#### CONSEGNA DELL'ESERCIZIO A
Cita alla lettera la parte dell'articolo sull'esercizio abusivo di un giuoco non d'azzardo che comincia con "[I]. Chiunque, essendo" e prosegue fino a "a 516 euro.".

#### BRANO FORNITO
+ + + + +

Codice Penale art. 723 - Esercizio abusivo di un giuoco non d'azzardo.

Roberto Carrelli Palombi di Montrone

Esercizio abusivo di un giuoco non d'azzardo.

[I]. Chiunque, essendo autorizzato a tenere sale da giuoco o da bigliardo, tollera che vi si facciano giuochi non d'azzardo [721], ma tuttavia vietati dall'Autorità, è punito con l'ammenda da 5 euro a 103 euro (1).

[II]. Nei casi preveduti dai numeri 3 e 4 dell'articolo 719, si applica l'arresto fino a tre mesi o l'ammenda da 51 euro a 516 euro.

[III]. Per chi sia colto mentre prende parte al giuoco, la pena è dell'ammenda fino a 51 euro [720].

(1) V. art. 110 r.d. 18 giugno 1931, n. 773.

+ + + + +

#### DATI ESTRATTI
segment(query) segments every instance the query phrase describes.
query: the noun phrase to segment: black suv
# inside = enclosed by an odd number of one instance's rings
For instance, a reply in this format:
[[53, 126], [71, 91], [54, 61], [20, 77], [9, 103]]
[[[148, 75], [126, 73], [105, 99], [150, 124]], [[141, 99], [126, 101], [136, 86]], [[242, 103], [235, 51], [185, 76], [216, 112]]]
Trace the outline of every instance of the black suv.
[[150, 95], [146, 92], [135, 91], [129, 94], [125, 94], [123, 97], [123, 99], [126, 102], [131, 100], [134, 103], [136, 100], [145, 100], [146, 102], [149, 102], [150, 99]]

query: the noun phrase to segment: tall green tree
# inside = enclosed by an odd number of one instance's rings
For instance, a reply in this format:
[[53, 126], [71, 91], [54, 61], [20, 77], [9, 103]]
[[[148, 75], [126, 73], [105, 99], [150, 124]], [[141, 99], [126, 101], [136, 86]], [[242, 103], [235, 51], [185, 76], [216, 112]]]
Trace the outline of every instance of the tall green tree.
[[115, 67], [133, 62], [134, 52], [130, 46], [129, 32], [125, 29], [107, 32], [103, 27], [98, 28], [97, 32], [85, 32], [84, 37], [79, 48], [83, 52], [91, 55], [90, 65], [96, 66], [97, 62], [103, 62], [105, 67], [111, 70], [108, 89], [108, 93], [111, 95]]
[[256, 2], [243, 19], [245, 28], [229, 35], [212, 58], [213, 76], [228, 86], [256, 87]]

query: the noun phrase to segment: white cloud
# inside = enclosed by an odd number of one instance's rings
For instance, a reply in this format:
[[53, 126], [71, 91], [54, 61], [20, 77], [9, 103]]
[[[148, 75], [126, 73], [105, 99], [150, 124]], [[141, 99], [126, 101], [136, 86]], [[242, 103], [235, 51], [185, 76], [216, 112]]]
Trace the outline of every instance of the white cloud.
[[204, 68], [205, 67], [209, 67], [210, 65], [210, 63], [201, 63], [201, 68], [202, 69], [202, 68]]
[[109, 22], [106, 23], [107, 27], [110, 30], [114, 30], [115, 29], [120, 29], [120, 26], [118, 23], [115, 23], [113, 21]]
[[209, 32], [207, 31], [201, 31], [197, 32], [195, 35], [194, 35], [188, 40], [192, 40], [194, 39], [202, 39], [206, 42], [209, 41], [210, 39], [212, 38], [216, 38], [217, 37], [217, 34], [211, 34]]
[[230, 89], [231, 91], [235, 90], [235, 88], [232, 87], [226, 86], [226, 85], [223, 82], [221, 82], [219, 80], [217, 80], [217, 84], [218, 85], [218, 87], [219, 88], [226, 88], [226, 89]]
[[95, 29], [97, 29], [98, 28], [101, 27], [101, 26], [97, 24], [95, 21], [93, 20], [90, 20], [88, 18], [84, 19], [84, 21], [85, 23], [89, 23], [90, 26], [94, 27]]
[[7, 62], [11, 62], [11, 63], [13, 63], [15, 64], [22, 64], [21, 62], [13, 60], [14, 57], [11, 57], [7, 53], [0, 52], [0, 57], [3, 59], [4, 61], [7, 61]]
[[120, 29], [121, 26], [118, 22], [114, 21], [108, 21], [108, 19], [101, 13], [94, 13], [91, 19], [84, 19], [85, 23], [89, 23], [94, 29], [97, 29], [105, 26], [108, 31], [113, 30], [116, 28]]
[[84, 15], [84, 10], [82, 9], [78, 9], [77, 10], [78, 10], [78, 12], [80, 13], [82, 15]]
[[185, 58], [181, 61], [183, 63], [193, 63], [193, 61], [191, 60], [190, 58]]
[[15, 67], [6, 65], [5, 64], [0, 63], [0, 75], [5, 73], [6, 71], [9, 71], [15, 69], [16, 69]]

+ + + + +

#### CONSEGNA DELL'ESERCIZIO B
Riporta tali e quali le righe dei record, dalla prima fino alla riga che contiene "102], [150, 99]]", inclusa.

#### RISPOSTA COMPLETA A
[I]. Chiunque, essendo autorizzato a tenere sale da giuoco o da bigliardo, tollera che vi si facciano giuochi non d'azzardo [721], ma tuttavia vietati dall'Autorità, è punito con l'ammenda da 5 euro a 103 euro (1).

[II]. Nei casi preveduti dai numeri 3 e 4 dell'articolo 719, si applica l'arresto fino a tre mesi o l'ammenda da 51 euro a 516 euro.

#### RISPOSTA COMPLETA B
segment(query) segments every instance the query phrase describes.
query: the noun phrase to segment: black suv
# inside = enclosed by an odd number of one instance's rings
For instance, a reply in this format:
[[53, 126], [71, 91], [54, 61], [20, 77], [9, 103]]
[[[148, 75], [126, 73], [105, 99], [150, 124]], [[141, 99], [126, 101], [136, 86]], [[242, 103], [235, 51], [185, 76], [216, 112]]]
Trace the outline of every instance of the black suv.
[[150, 95], [146, 92], [135, 91], [129, 94], [125, 94], [123, 97], [123, 99], [126, 102], [131, 100], [134, 103], [136, 100], [145, 100], [146, 102], [149, 102], [150, 99]]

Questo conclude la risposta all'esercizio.